• _Records supplied_

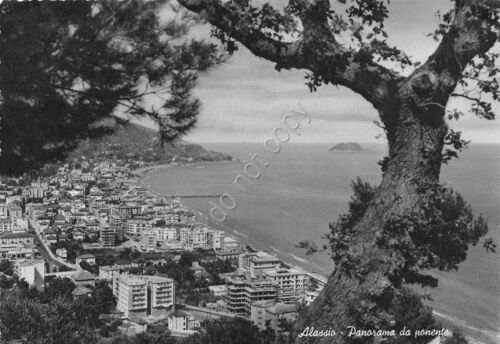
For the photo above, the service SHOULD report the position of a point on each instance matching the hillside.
(136, 142)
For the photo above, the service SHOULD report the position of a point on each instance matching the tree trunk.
(415, 135)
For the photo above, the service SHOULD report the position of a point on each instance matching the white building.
(143, 295)
(32, 271)
(292, 284)
(164, 234)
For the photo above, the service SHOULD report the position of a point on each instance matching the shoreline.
(482, 337)
(145, 171)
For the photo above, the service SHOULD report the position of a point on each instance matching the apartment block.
(139, 296)
(243, 291)
(292, 283)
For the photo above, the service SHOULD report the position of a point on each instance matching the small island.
(347, 147)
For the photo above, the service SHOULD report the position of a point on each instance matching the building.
(258, 262)
(178, 321)
(232, 255)
(8, 239)
(83, 278)
(148, 240)
(292, 283)
(243, 290)
(218, 290)
(81, 291)
(182, 321)
(32, 271)
(62, 253)
(107, 236)
(139, 296)
(272, 313)
(137, 226)
(194, 237)
(216, 240)
(15, 212)
(109, 272)
(5, 225)
(165, 234)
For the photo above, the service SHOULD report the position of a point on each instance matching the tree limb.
(471, 33)
(316, 50)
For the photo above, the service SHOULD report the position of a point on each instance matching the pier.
(195, 196)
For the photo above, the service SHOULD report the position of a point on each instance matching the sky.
(244, 99)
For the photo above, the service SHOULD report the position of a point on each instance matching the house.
(62, 253)
(77, 235)
(272, 313)
(182, 321)
(83, 278)
(218, 290)
(81, 291)
(197, 269)
(89, 258)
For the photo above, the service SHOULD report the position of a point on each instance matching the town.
(91, 224)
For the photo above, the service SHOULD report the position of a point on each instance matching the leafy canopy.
(69, 70)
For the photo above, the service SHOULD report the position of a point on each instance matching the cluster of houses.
(102, 206)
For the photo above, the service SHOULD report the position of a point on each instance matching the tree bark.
(415, 135)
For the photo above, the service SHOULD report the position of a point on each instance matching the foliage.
(436, 235)
(456, 338)
(66, 67)
(7, 267)
(57, 322)
(223, 331)
(397, 310)
(57, 287)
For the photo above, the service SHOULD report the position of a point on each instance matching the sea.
(276, 200)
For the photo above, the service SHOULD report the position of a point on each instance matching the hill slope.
(136, 142)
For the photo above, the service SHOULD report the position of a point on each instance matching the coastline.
(143, 172)
(477, 335)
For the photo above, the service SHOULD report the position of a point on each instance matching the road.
(45, 249)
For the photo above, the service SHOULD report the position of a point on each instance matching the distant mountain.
(135, 142)
(347, 147)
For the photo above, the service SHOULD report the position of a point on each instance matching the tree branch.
(316, 49)
(472, 32)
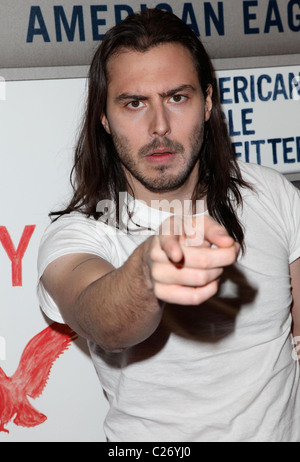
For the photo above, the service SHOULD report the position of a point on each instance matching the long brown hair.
(97, 173)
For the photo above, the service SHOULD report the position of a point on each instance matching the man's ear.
(208, 102)
(105, 123)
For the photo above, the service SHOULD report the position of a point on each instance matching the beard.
(163, 181)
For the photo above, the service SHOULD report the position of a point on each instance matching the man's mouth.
(160, 155)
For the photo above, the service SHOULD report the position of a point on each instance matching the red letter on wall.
(14, 255)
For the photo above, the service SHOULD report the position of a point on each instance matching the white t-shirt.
(223, 371)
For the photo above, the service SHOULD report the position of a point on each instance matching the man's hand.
(186, 272)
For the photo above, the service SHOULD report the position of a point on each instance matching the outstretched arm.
(295, 283)
(118, 308)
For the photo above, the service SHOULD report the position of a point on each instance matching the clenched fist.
(185, 267)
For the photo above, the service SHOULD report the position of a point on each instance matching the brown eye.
(177, 98)
(134, 104)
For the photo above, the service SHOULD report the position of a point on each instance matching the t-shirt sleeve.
(287, 197)
(69, 234)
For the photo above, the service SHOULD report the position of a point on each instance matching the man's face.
(155, 114)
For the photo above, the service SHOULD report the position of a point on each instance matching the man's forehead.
(162, 68)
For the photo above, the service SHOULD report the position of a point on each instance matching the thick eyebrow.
(133, 97)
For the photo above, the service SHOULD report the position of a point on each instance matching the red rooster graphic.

• _Work instructions_
Your answer must be an exact copy of the records, with every picture left out.

• _Result of the task_
For the photo above, the service SHOULD report the position of a point on each instance matching the hillside.
(136, 142)
For the photo above, the service SHOULD report the position of a point on each instance matching the tree trunk.
(415, 135)
For the photo above, the service SHOULD report the position of a point on each instance matching the white building.
(143, 295)
(32, 271)
(292, 284)
(164, 234)
For the photo above, the service SHOULD report the position of a point on each instance matching the shoreline.
(482, 337)
(145, 171)
For the photo above, the service SHOULD report the position of a point on each instance matching the apartment block.
(139, 296)
(243, 291)
(292, 283)
For the photo above, the service SHOULD report the position of a point on each instance matching the small island.
(347, 147)
For the photo above, the service SHOULD report the position of a point on each instance matching the building.
(258, 262)
(178, 321)
(232, 255)
(8, 239)
(83, 278)
(148, 240)
(292, 283)
(243, 290)
(218, 290)
(81, 291)
(182, 321)
(32, 271)
(62, 253)
(107, 236)
(139, 296)
(272, 313)
(137, 226)
(194, 237)
(216, 240)
(15, 212)
(109, 272)
(5, 225)
(165, 234)
For the photo above, the service SHOULD report the position of a point on each instance matching the tree limb.
(471, 33)
(316, 50)
For the photo above, the service SHOULD report the position of a point on each instance matching the pier.
(195, 196)
For the photo above, the service SHOULD report the position of a point on each instance matching the sky.
(244, 99)
For the photo above, the service SHOULD report the position of a point on each instance matching the house.
(62, 253)
(77, 235)
(272, 313)
(182, 321)
(83, 278)
(218, 290)
(81, 291)
(197, 269)
(89, 258)
For the photo above, the service SHOULD report the position of a point on each instance matching the town.
(91, 224)
For the photo above, the service SHOULD report the position of a point on each instance matching the leafy canopy.
(69, 70)
For the photo above, the service SHOULD report the position of a point on each instance matching the cluster of houses.
(102, 206)
For the photo above, the service SHOULD report the position of a point on each instance matching the tree bark.
(415, 135)
For the photo above, the service SHOULD report the position of a point on each instance matching the foliage.
(436, 235)
(456, 338)
(66, 67)
(7, 267)
(57, 322)
(223, 331)
(397, 310)
(57, 287)
For the photo above, the service SHOULD report the position of a point on each instance matching the sea.
(276, 200)
For the photo above, the service SHOULD report the position of a point on each instance matching the hill slope.
(136, 142)
For the photo above, the service SHOULD report the position of a point on each instance matching the coastline.
(143, 172)
(477, 335)
For the photo above, the service SHOULD report the position of a point on each instance matching the road.
(45, 249)
For the photo above, the service SHOULD report the position of a point on each instance matching the distant mountain.
(135, 142)
(347, 147)
For the photo above, the service SHOULD report the position of a point on each instance matching the tree branch.
(316, 49)
(472, 32)
For the photo above, the service SHOULD report the position of a point on each instance matching the long brown hair.
(97, 173)
For the photo above, the service SHOULD report the position of a point on each instance matching the man's ear.
(208, 102)
(105, 123)
For the photo above, the service SHOULD report the position of a point on each instance matching the beard.
(163, 181)
For the photo above, the service SHOULD report the position of a point on each instance matching the man's mouth.
(160, 155)
For the photo above, the service SHOULD report the position of a point on each instance matching the red letter on wall.
(14, 255)
For the photo above, the service SHOULD report the position of a point on each instance matching the white t-shirt.
(223, 371)
For the photo above, the service SHOULD report the position of a point on each instance matching the man's hand.
(186, 272)
For the photo above, the service SHOULD report the position of a point on each instance matching the outstretched arm.
(295, 283)
(118, 308)
For the photo above, the service SHOULD report the position of a point on each instance matching the clenched fist.
(185, 267)
For the photo above, the service SHOULD report the position of a point on each instance matching the brown eye.
(177, 98)
(134, 104)
For the photo above, the service SHOULD report the position of a point on each instance matching the t-shirt sleeve.
(287, 197)
(69, 234)
For the photo above, the service SHOULD report the position of a point on each instance matching the man's face.
(155, 114)
For the photo above, the service SHOULD report the position of a point on each instance matching the man's forehead.
(162, 68)
For the photo above, the service SHOULD report the position of a point on each instance matching the thick eyebrow.
(133, 97)
For the photo above, the service SHOULD report the position of a point on each instance matching the red rooster graphic.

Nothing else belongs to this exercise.